▶ VORLIEGENDER TEXT
Selbstverständlich gebe es auch in den Familien noch viele Fotoalben und in den Fernsehsendern aus Anlass des Jahrestags entsprechende Dokumentationen und Filme. Es folgt eine bemerkenswerte Feststellung: "Die heutigen Deutschen haben mit dieser Vergangenheit nichts zu tun. Seit 1989 haben sich unsere beiden Länder stark verändert." Trotz allen Rechtspopulismus gelte:
"Wir denken nicht an die Nazis, wenn wir Deutschland hören."
Offene Fragen
Das Fehlen neuer Perspektiven und Zugänge zeigt sich auch am aktuellen Band der Zeitschrift für Geschichtswissenschaft, der den augenblicklichen Forschungsstand in Deutschland konzis zusammenfasst, zugleich aber auch eine gewisse Ermüdung der Forschung sichtbar macht.
Ein recht neues Thema ist das Verhalten der eroberten Gebiete, bei dem es unter den Bevölkerungsgruppen große Unterschiede gab: Aus Litauen meldete die Wehrmacht "Exzesse auf offener Straße", aus Lettland die Aufstellung eines "lettischen Selbstschutz", der dann die Drecksarbeit für die deutschen Einsatzgruppen besorgte. In Lemberg, das seinerzeit zur Ukraine gehörte, formierte sich die gesamt-ukrainische Miliz OUN.
Im Gegensatz zu den Ukrainern ließe sich die weißrussische Bevölkerung nicht zu Pogromen aufwiegeln. In den Meldungen der Wehrmacht und der Einsatzkommandos wird "die Passivität und politische Stumpfheit der Weißrussen" beklagt.1
Trotzdem sind viele Fragen weiterhin offen.
Zum Beispiel die Frage nach den Kriegszielen. Die Forschung versucht diese gern zu konkretisieren: Danach ging es um die Eroberung, Beherrschung und Ausbeutung des europäischen Teils der Sowjetunion für den deutschen "Herrenmenschen".

▶ GESPEICHERTE DATEN
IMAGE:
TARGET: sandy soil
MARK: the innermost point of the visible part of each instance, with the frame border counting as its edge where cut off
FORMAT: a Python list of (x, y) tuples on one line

▶ DIE AUFGABEN
1) Schreib aus dem vorliegenden Text den Teil ab, der mit den Worten „Im Gegensatz zu“ anfängt und mit „Fragen weiterhin offen.“ aufhört. Tausch dabei „Pogromen“ gegen „Ausschreitungen“ aus.
2) Stimmen diese Aussagen mit dem vorliegenden Text überein? (a) Die weißrussische Bevölkerung ließ sich nicht zu Pogromen aufwiegeln. (b) Die Miliz OUN bildete sich in Litauen. (c) Alle Fragen zum Thema sind inzwischen geklärt.

▶ VOLLSTÄNDIGE ANTWORTEN
1)
Im Gegensatz zu den Ukrainern ließe sich die weißrussische Bevölkerung nicht zu Ausschreitungen aufwiegeln. In den Meldungen der Wehrmacht und der Einsatzkommandos wird "die Passivität und politische Stumpfheit der Weißrussen" beklagt.1
Trotzdem sind viele Fragen weiterhin offen.

2)
(a) Ja: „Im Gegensatz zu den Ukrainern ließe sich die weißrussische Bevölkerung nicht zu Pogromen aufwiegeln.“
(b) Nein: „In Lemberg, das seinerzeit zur Ukraine gehörte, formierte sich die gesamt-ukrainische Miliz OUN.“
(c) Nein: „Trotzdem sind viele Fragen weiterhin offen.“